> **GIVEN EXERCISE**: Can you rewrite the stretch of material from the start through the line containing "Outline every instance of the sweater collar." with "sweater collar" renamed to "neckline" and nothing else changed? Leave the pictures out of your answer.

(Data records)

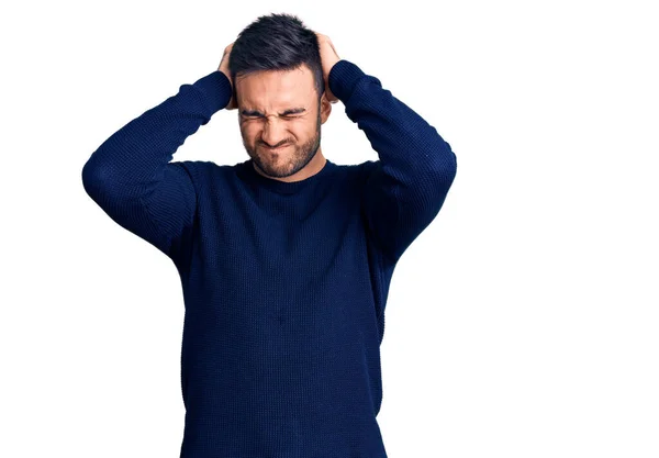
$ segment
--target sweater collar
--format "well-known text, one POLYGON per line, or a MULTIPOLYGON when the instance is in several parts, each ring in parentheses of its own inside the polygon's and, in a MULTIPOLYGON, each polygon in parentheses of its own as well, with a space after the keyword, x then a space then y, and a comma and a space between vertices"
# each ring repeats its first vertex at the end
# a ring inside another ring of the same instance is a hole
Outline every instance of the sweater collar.
POLYGON ((298 181, 281 181, 275 178, 265 177, 256 171, 254 168, 254 160, 252 158, 244 161, 241 167, 243 170, 243 177, 247 181, 275 192, 291 194, 321 181, 323 177, 330 175, 330 172, 336 167, 336 164, 325 158, 325 165, 321 170, 311 177, 306 177, 305 179, 298 181))

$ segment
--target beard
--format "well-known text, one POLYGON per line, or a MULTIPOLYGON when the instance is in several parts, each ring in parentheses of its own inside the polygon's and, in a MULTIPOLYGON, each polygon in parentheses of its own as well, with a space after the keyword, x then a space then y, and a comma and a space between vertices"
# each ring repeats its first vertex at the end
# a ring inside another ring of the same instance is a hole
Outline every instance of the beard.
POLYGON ((321 113, 316 118, 314 135, 302 145, 287 143, 286 147, 273 156, 263 143, 252 147, 243 137, 243 145, 256 166, 269 177, 286 178, 302 170, 313 159, 321 146, 321 113))

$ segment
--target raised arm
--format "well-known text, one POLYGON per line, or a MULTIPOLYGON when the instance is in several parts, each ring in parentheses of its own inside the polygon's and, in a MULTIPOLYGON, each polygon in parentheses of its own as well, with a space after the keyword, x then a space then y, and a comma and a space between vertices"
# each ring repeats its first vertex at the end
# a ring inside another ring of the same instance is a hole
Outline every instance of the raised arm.
POLYGON ((174 259, 192 226, 197 192, 172 156, 231 97, 220 69, 180 86, 101 144, 82 168, 85 190, 118 224, 174 259))
POLYGON ((442 209, 456 155, 435 127, 355 64, 337 62, 328 85, 378 153, 379 160, 365 165, 362 211, 369 234, 396 262, 442 209))

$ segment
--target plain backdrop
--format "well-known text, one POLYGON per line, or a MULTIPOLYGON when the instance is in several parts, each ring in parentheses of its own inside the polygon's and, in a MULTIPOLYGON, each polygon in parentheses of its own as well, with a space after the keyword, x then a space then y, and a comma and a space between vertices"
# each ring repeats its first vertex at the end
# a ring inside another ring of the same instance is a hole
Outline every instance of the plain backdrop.
MULTIPOLYGON (((328 35, 457 155, 391 283, 389 457, 659 456, 652 3, 3 3, 0 456, 178 457, 177 270, 81 170, 270 12, 328 35)), ((336 164, 378 158, 342 102, 322 138, 336 164)), ((236 111, 175 155, 247 158, 236 111)))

> **RESULT OF THIS EXERCISE**:
$ segment
--target neckline
--format "well-known text, one POLYGON per line, or a MULTIPOLYGON when the instance is in several parts, each ring in parentheses of its own inside the polygon's and, in a MULTIPOLYGON, each polygon in parentheses of its own as well, with a space after the keyword, x then a space then y, and a comma and a space between vertices"
# each ring repeats its first vertex at the end
# a ring inside another ring of the same instance is a hole
Outline every instance of the neckline.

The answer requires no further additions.